▶ **Short problem 1**:
According to the cache filter documentation, in which release of MariaDB MaxScale was this filter introduced?
▶ **Short problem 2**:
In the cache filter documentation, restate the paragraph beginning "Note that installing the cache causes all statements" more briefly, keeping its main facts.
▶ **Short problem 3**:
Pick up the cache filter documentation after its last sentence and continue writing it.

Cache
Cache
This filter was introduced in MariaDB MaxScale 2.1.
Overview
The cache filter is a simple cache that is capable of caching the result of SELECTs, so that subsequent identical SELECTs are served directly by MaxScale, without the queries being routed to any server.
Note that the cache is still experimental and that non-backward compatible changes may be made.
Note that installing the cache causes all statements to be parsed. The implication of that is that unless statements already need to be parsed, e.g. due to the presence of another filter or the chosen router, then adding the cache will not necessarily improve the performance, but may decrease it.
Limitations
All of these limitations may be addressed in forthcoming releases.
Invalidation
Currently there is no cache invalidation, apart from time-to-live.
Prepared Statements
Resultsets of prepared statements are not cached.
Transactions
The cache will be used and populated only if there is no on-going
transaction or if an on-going transaction is explicitly read-only (that is,
START TRANSACTION READ ONLY
).

▶ **Raw records**:
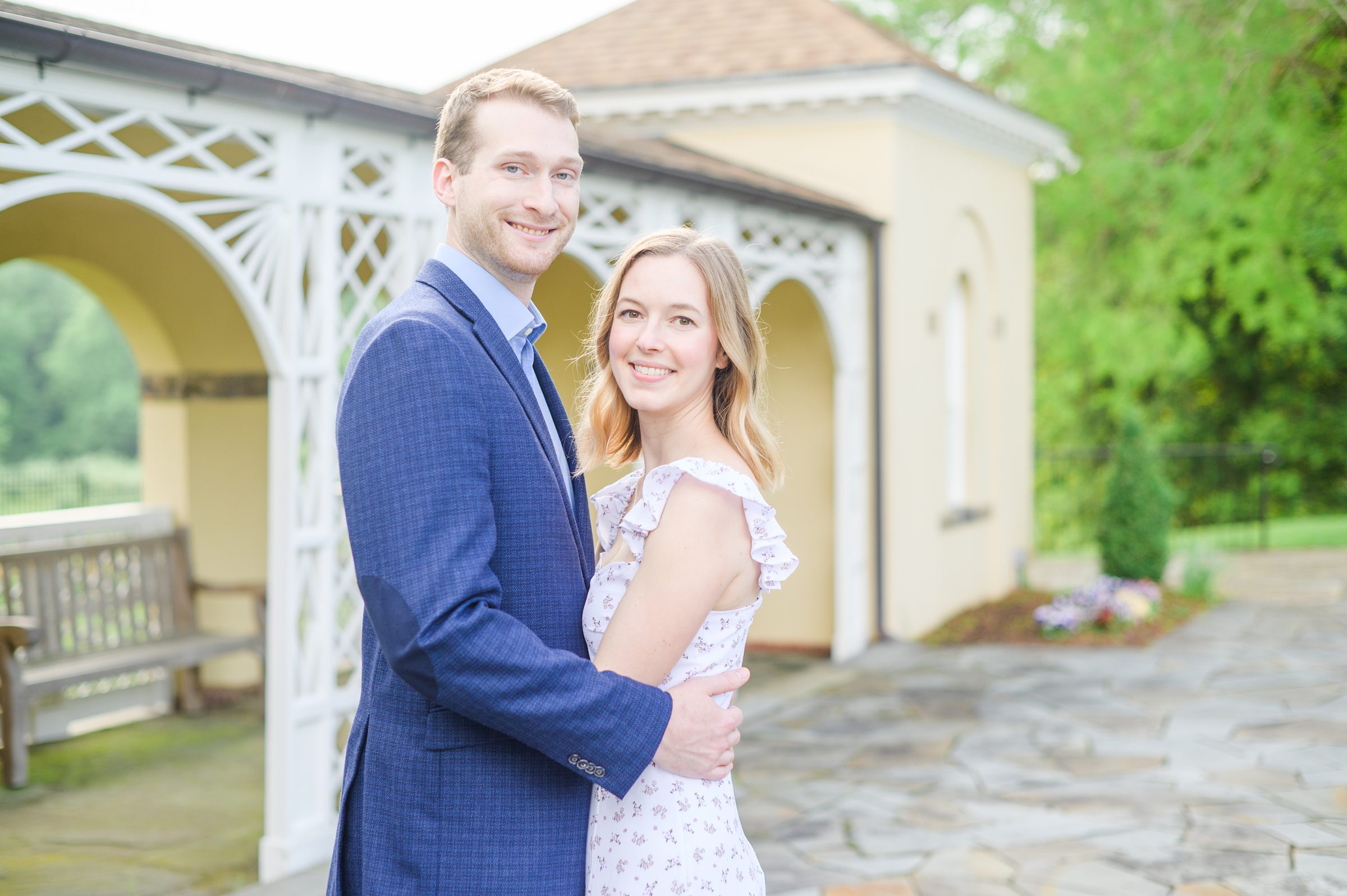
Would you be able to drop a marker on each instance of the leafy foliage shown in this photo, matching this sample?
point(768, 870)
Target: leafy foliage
point(1197, 263)
point(1135, 523)
point(68, 380)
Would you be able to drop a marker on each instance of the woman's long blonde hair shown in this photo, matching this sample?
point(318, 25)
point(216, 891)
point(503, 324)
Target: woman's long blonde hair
point(610, 429)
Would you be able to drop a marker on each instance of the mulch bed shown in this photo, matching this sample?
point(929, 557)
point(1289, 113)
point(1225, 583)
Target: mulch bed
point(1011, 622)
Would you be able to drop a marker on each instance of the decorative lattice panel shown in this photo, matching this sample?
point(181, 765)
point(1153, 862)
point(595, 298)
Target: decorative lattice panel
point(138, 138)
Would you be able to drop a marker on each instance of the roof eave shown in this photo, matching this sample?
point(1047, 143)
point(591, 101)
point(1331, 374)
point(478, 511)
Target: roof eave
point(604, 159)
point(924, 96)
point(201, 73)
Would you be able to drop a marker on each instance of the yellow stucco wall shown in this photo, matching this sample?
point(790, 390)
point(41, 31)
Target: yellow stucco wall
point(946, 209)
point(800, 403)
point(207, 458)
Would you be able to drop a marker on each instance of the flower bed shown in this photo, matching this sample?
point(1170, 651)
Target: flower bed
point(1101, 603)
point(1011, 620)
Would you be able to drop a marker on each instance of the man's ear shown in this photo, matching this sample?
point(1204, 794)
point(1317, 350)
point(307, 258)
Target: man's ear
point(443, 178)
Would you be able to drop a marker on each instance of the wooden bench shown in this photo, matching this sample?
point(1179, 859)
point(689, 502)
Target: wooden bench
point(88, 611)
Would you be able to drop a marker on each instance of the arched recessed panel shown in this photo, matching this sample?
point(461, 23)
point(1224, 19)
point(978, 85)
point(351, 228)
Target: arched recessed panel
point(800, 403)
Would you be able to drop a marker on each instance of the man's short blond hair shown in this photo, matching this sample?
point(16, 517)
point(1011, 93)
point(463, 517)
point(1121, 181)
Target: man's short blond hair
point(456, 138)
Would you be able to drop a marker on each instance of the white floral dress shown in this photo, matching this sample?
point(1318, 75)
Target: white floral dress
point(675, 834)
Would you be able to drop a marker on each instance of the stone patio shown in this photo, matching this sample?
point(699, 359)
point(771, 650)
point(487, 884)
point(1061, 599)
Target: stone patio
point(1213, 763)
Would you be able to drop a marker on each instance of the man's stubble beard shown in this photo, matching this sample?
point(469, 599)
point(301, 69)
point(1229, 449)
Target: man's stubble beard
point(487, 246)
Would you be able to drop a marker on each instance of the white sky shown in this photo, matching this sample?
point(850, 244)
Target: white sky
point(415, 45)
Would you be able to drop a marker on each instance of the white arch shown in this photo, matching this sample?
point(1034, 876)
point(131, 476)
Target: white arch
point(590, 258)
point(776, 277)
point(193, 228)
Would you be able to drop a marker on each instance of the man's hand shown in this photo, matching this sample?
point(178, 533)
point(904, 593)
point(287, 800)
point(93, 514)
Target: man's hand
point(701, 736)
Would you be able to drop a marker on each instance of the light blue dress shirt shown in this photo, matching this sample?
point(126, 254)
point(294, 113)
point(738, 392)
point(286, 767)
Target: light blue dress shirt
point(522, 328)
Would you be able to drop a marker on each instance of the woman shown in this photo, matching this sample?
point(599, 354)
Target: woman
point(688, 545)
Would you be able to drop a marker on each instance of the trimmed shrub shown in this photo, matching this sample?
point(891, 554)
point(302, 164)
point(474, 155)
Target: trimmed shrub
point(1135, 525)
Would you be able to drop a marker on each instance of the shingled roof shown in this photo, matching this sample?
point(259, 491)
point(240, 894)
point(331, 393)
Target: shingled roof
point(652, 42)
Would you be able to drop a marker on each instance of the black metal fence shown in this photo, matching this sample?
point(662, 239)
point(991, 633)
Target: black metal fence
point(57, 487)
point(1221, 488)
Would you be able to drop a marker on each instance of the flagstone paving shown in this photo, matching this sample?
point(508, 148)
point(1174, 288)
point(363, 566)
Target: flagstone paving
point(1213, 763)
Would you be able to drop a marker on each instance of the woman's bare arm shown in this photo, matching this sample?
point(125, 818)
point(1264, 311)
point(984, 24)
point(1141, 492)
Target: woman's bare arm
point(690, 559)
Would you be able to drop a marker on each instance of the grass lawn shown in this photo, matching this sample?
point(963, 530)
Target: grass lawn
point(165, 807)
point(1011, 622)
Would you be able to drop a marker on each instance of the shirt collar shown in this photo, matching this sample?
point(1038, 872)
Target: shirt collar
point(511, 316)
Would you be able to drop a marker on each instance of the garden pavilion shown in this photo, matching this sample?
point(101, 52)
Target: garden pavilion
point(243, 219)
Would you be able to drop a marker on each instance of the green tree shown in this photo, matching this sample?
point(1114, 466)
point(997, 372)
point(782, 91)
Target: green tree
point(68, 380)
point(95, 387)
point(1135, 525)
point(1195, 264)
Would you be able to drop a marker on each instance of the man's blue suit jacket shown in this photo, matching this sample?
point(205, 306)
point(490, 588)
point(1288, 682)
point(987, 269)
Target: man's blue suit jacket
point(482, 725)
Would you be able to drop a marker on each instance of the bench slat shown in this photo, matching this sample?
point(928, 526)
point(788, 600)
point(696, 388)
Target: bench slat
point(178, 653)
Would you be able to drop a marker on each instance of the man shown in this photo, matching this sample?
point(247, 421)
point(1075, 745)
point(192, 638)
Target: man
point(483, 725)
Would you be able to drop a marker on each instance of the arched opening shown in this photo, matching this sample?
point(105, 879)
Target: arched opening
point(800, 402)
point(203, 406)
point(69, 397)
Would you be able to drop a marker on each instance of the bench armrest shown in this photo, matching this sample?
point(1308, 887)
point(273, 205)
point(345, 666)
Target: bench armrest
point(18, 631)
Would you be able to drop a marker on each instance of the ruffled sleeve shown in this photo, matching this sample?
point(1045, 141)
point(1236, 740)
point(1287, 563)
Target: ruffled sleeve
point(610, 504)
point(768, 539)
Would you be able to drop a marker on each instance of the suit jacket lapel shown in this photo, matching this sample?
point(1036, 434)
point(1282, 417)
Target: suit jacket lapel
point(580, 518)
point(439, 278)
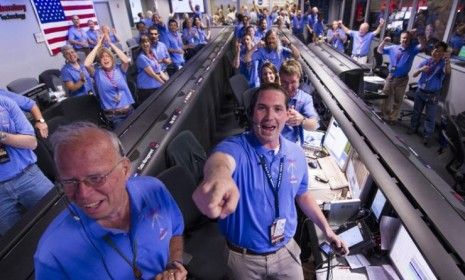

▶ **Response 1**:
MariaDB MaxScale 2.1.

▶ **Response 2**:
Installing the cache makes every statement get parsed. So unless statements are already parsed, for example because of another filter or the chosen router, adding the cache may lower performance rather than raise it.

▶ **Response 3**:
Variables
The cache key is effectively the entire SELECT statement. However, the value of any variables used in the select is not considered. For instance, if a variable is used in the WHERE clause of the select, a subsequent identical select will return the wrong result, if the value of the variable has been changed in between.
MySQL [testdb]> create table tbl (a int, b int); MySQL [testdb]> insert into tbl values (1, 2), (3, 4); MySQL [testdb]> set @var=2; MySQL [testdb]> select a from tbl where b=@var; +------+ | a | +------+ | 1 | +------+ MySQL [testdb]> set @var=4; MySQL [testdb]> select a from tbl where b=@var; +------+ | a | +------+ | 1 | +------+
In the second case, the correct answer would have been 3
and not 1
.
Security
The cache is not aware of grants.
The implication is that unless the cache has been explicitly configured who the caching should apply to, the presence of the cache may provide a user with access to data he should not have access to.
Please read the section Security for more detailed information.
Configuration
The cache is simple to add to any existing service. However, some experimentation may be required in order to find the configuration settings that provide the maximum benefit.
[Cache] type=filter module=cache hard_ttl=30 soft_ttl=20 storage=... storage_options=... rules=... ... [Cached Routing Service] type=service ... filters=Cache
Each configured cache filter uses a storage of its own. That is, if there are two services, each configured with a specific cache filter, then, even if queries target the very same servers the cached data will not be shared.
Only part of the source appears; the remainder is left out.